▶ Exercise goal
Return every line of the items below verbatim, without changing a single character.

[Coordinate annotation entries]

——————————

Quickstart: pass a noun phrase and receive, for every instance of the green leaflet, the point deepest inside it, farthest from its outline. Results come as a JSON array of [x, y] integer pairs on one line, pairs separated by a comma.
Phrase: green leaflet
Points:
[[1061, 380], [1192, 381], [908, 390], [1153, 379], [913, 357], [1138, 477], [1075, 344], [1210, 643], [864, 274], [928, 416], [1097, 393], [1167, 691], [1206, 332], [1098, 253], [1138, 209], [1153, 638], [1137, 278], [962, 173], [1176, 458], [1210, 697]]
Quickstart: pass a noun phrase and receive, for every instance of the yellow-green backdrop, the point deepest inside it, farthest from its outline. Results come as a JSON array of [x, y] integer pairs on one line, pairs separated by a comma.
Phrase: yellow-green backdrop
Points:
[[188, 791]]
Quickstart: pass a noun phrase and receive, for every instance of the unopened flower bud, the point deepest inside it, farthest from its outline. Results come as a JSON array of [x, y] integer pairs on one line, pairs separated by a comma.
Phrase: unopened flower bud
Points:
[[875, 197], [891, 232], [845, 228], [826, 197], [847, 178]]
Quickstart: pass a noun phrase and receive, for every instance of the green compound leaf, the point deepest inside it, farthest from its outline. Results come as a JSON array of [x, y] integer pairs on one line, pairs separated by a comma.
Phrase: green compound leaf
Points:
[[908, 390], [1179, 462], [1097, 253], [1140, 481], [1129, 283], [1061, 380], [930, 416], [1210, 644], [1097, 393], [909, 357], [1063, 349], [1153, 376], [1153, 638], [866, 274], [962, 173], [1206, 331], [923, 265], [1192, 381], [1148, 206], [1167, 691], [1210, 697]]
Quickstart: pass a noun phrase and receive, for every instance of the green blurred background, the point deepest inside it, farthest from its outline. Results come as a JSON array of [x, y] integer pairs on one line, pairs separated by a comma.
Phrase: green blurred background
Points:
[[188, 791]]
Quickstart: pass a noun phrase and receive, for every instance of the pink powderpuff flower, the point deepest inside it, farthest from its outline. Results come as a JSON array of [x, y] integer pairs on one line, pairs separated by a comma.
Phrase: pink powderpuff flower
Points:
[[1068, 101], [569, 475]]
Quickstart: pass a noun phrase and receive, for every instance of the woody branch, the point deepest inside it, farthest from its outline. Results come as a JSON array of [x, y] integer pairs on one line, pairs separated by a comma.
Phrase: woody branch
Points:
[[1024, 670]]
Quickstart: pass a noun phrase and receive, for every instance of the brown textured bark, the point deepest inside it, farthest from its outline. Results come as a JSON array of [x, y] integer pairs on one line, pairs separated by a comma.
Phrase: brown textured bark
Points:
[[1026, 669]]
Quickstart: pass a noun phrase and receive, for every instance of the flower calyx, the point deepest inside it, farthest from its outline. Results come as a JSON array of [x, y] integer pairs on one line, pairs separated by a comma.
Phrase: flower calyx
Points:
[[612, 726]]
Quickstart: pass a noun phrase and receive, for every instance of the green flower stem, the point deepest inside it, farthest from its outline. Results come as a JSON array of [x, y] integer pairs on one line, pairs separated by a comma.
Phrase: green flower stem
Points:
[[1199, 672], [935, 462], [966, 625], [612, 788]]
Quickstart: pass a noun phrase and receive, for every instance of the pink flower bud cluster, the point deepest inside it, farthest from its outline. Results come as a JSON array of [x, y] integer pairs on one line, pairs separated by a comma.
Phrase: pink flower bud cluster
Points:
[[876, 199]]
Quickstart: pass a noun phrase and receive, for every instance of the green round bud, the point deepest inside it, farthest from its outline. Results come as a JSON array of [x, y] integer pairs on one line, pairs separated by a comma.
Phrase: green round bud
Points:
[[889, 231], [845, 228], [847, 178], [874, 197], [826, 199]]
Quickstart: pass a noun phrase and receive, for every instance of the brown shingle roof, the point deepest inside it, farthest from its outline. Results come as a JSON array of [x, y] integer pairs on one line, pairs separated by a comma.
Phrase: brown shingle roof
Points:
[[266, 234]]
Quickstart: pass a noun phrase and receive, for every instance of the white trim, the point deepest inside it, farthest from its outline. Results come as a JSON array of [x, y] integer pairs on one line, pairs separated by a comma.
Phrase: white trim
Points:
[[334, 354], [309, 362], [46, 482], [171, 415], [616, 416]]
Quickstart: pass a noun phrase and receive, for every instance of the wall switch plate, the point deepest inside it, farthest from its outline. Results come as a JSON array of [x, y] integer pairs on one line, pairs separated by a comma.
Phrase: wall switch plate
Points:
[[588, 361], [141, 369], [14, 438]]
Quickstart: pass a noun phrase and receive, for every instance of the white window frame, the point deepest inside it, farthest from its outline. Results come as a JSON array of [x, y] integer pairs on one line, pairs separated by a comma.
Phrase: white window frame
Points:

——————————

▶ Written reply
Quickstart: pass a noun phrase and receive, for every instance of the green leaflet, the point deepest inside it, farthest from its outline. Results come as a JSON array of [x, y] integer pairs on one line, pairs separated by a comma.
Phrase: green leaflet
Points:
[[1061, 380], [1192, 381], [908, 390], [1153, 379], [913, 357], [1138, 477], [1075, 344], [1210, 643], [864, 274], [928, 416], [1097, 393], [1167, 691], [1206, 332], [1098, 253], [1138, 209], [1153, 638], [1137, 278], [962, 173], [1176, 458], [1210, 697]]
Quickstart: pass a noun phrase and receive, for every instance of the yellow-green backdrop, the point deepest inside it, farthest from its outline. Results come as a JSON array of [x, y] integer pairs on one line, pairs separated by a comma.
Phrase: yellow-green backdrop
Points:
[[188, 791]]
Quickstart: pass a noun phrase and receive, for every instance of the unopened flower bud, the point deepest inside it, farthest from its outline. Results come as a JSON array of [x, y] integer pairs on one line, pairs separated by a comma.
Phrase: unopened flower bud
Points:
[[875, 197], [891, 232], [845, 228], [826, 197], [847, 178]]
Quickstart: pass a noun phrase and receive, for every instance of the green compound leaf, the point deepest inside it, farthest from its outline. Results come as a JSON array of [x, y] integer pairs on one line, pairs separated by a comma.
Phrase: green compound leaf
Points:
[[908, 390], [1179, 462], [1097, 253], [1140, 481], [1129, 283], [1061, 380], [930, 416], [1210, 644], [1097, 393], [909, 357], [1063, 349], [1153, 376], [1153, 638], [866, 274], [962, 173], [1206, 331], [923, 265], [1192, 381], [1148, 206], [1167, 691], [1210, 697]]
Quickstart: pass a noun phrase and receive, for every instance of the green blurred background, the point deepest inside it, farthest from its outline. Results come as a JSON array of [x, y] integer pairs on one line, pairs separated by a comma.
Phrase: green blurred background
Points:
[[188, 791]]
Quickstart: pass a noun phrase and receive, for every instance of the pink powderpuff flower, the point deepest inside it, farthest from its outline. Results come as a JSON array of [x, y] integer pairs on one line, pairs separated by a comma.
Phrase: pink powderpuff flower
Points:
[[1068, 101], [569, 475]]
Quickstart: pass a noun phrase and receive, for every instance of the woody branch, the point deepest inside it, farthest from its outline. Results come as a JSON array of [x, y] integer pairs on one line, pairs separated by a comma.
Phrase: woody branch
Points:
[[1024, 670]]
Quickstart: pass a noun phrase and receive, for every instance of the brown textured bark, the point deepest inside it, farthest from its outline. Results come as a JSON array of [x, y] integer pairs on one line, pairs separated by a comma.
Phrase: brown textured bark
Points:
[[1026, 669]]
Quickstart: pass a noun phrase and receive, for every instance of the flower calyx, the point deepest inside it, farthest from its outline. Results come as a JSON array of [x, y] integer pairs on one line, pairs separated by a comma.
Phrase: flower calyx
Points:
[[612, 726]]
Quickstart: pass a noun phrase and receive, for every instance of the green flower stem, the point deepest inside it, farthest from its outline. Results come as a JSON array of [x, y] integer pairs on one line, pairs separated by a comma.
Phrase: green flower stem
Points:
[[1199, 672], [935, 462], [966, 625], [612, 788]]
Quickstart: pass a noun phrase and receive, for every instance of the pink flower bud cluster, the point deepest inside it, farthest from its outline. Results come as a JSON array of [x, y] integer pairs on one line, pairs separated by a comma.
Phrase: pink flower bud cluster
Points:
[[876, 199]]
Quickstart: pass a noun phrase and receive, for every instance of the green round bud, the point deepest inside it, farthest from its outline. Results come as a JSON array of [x, y] integer pairs on one line, pairs separated by a comma.
Phrase: green round bud
Points:
[[889, 231], [845, 228], [847, 178], [874, 197], [826, 199]]
Quickstart: pass a noun phrase and receive, for every instance of the brown shingle roof, the point deepest inside it, farthest from its outline. Results come as a JSON array of [x, y] integer pairs on one line, pairs separated by a comma.
Phrase: brown shingle roof
Points:
[[266, 234]]
Quickstart: pass a noun phrase and receive, for every instance of the white trim, the point deepest inside it, farthest from its outline. Results come as a JSON array of [x, y] integer pairs on one line, pairs separated by a comma.
Phrase: white trim
Points:
[[334, 354], [309, 362], [46, 482], [171, 415], [616, 416]]
Quickstart: pass a noun phrase and receive, for every instance of the wall switch plate, the point deepest inside it, farthest from its outline. Results come as a JSON array of [x, y] integer pairs on one line, pairs separated by a comma.
Phrase: wall switch plate
Points:
[[588, 361], [141, 369], [14, 438]]
Quickstart: pass a noun phrase and receive, for every instance of the white window frame, the point deepest inside it, farthest from its outline. Results come as a JSON array of [x, y] integer pairs on one line, pairs separated by a comma.
Phrase: white window frame
Points:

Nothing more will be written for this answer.